Exercise instructions. Render the material below as a two-column CSV with the header columns "label" and "coords", one row per item, putting its text and its answer each in one quoted field with line breaks replaced by spaces. Cover every item and leave out the pictures.

Available data.
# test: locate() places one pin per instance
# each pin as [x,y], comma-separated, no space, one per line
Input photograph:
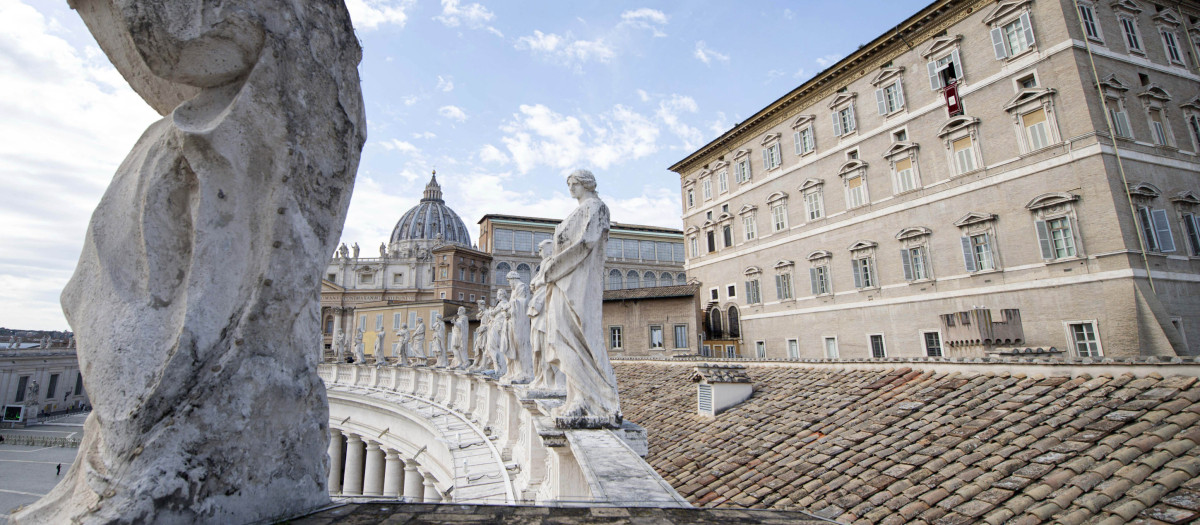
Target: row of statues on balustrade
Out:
[509,342]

Answer to the problem.
label,coords
"# test: locate() places one pin per instance # each pin as [x,y], comma-separated, no space, one per line Input photograph: Target: row of statues on balustrade Out:","[509,342]"